TASK GOAL:
Convert the records, starting at the line containing "Drop a pin on every instance of the spacebar" and ending at the line containing "x=109, y=190", into a two-column CSV with the header instruction,pins. Give one row for each instruction, placing the instruction text and its pins each in a single quoted field, with line breaks replaced by spaces.

#####

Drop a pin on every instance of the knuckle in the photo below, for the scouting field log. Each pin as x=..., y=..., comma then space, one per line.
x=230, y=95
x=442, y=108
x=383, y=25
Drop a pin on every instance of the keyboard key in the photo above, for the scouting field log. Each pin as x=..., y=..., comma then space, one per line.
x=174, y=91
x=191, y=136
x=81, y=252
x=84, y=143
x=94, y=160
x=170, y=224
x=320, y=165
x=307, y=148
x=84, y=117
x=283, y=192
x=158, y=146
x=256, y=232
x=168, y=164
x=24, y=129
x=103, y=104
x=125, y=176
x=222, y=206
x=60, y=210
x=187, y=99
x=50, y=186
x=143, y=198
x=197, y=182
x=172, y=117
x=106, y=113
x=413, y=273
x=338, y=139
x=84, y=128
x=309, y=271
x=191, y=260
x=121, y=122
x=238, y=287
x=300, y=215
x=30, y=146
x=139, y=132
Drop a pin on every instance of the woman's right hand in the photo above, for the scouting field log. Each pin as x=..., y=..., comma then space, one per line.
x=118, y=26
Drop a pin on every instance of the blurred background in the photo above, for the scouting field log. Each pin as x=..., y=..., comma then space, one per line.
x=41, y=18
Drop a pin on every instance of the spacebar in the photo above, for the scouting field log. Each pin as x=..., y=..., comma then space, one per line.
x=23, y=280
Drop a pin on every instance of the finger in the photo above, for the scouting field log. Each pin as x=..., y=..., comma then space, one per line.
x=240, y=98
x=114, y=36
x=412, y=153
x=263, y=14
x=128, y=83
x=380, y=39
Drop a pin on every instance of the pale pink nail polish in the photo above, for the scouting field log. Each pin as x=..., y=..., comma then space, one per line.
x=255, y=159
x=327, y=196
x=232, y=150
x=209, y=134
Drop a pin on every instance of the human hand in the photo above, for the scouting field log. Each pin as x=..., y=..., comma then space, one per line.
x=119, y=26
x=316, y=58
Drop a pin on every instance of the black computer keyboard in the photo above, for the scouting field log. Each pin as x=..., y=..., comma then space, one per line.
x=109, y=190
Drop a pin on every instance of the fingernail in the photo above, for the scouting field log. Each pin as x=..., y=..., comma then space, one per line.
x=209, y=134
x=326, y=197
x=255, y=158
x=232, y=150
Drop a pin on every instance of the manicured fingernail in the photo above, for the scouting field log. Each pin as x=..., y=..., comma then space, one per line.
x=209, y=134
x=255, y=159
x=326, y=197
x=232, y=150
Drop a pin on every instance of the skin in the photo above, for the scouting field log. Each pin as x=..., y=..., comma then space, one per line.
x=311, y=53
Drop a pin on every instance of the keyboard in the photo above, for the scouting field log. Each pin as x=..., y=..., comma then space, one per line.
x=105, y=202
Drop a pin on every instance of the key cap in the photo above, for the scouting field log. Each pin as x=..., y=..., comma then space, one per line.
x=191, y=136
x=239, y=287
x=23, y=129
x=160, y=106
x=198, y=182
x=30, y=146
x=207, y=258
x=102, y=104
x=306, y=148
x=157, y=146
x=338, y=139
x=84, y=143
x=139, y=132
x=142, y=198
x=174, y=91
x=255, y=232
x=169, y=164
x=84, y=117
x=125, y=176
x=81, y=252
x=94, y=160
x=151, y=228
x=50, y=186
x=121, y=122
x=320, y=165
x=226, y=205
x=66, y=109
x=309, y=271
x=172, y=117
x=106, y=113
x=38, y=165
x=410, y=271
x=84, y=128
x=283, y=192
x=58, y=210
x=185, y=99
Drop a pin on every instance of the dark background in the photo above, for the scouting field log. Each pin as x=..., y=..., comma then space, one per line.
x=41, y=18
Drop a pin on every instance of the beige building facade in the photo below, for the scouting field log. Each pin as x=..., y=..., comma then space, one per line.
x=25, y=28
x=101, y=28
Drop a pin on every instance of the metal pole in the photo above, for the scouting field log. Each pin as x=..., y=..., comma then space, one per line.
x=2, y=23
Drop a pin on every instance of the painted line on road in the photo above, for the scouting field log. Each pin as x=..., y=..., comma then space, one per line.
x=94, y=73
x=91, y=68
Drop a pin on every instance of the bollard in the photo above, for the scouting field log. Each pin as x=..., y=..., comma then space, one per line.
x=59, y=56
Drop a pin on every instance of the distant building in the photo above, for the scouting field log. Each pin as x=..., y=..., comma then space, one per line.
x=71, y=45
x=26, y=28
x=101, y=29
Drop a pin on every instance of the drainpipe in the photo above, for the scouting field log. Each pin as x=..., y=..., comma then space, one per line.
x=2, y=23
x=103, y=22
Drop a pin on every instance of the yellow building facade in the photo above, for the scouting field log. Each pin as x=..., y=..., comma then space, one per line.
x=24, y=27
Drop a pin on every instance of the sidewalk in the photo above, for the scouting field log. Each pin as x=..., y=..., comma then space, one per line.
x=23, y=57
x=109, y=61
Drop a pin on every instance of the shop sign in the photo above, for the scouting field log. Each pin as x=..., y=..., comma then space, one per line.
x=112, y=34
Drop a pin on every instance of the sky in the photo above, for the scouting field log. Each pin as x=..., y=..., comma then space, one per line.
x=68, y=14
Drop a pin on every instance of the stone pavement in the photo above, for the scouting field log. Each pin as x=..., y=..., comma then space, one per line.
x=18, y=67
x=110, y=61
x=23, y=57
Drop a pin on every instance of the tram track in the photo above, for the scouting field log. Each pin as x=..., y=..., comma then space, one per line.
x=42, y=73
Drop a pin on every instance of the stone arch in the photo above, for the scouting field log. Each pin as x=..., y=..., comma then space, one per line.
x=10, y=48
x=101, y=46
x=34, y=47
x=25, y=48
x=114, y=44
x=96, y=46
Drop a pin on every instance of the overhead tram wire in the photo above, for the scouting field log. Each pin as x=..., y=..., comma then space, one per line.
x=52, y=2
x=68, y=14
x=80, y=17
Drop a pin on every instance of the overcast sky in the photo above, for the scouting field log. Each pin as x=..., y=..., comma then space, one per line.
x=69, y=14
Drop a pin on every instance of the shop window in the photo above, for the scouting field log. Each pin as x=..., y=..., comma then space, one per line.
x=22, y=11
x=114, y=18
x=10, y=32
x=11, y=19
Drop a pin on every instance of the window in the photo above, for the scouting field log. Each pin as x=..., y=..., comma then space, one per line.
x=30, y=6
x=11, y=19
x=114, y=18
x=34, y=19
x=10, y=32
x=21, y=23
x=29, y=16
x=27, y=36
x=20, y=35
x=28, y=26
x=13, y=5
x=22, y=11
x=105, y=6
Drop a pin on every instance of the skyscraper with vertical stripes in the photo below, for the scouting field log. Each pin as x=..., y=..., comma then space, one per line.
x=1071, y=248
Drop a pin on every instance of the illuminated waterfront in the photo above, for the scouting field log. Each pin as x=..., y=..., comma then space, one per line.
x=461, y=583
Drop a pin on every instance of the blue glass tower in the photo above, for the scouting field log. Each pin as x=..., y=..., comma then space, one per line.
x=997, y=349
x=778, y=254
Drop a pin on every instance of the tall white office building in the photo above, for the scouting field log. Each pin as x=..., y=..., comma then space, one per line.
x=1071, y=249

#####

EXERCISE SOLUTION:
instruction,pins
"Drop a pin on every instance of the spacebar in the photo above, for the scouting field log. Each pin as x=..., y=..., comma then space, one per line.","x=23, y=280"
"Drop a pin on every instance of the finger in the photo above, for the scouting field log. Each pin as x=..., y=..., comma then space, one per line.","x=240, y=98 x=114, y=36 x=412, y=153 x=263, y=14 x=128, y=83 x=380, y=39"
"Drop a pin on every instance of the pale pink nail polish in the photo above, for the scouting field log. Each pin as x=..., y=..., comma then space, one per line.","x=255, y=159 x=327, y=196 x=232, y=150 x=209, y=134"
"Drop a pin on every instance of the human hand in the photo above, for the scouting field log. Each pin as x=..., y=..., comma then space, one per line.","x=119, y=26 x=316, y=58"
"Drop a pin on every instance of the black computer keyboard in the photo above, for the scouting field log. Each pin as x=..., y=..., comma then space, one per line.","x=109, y=190"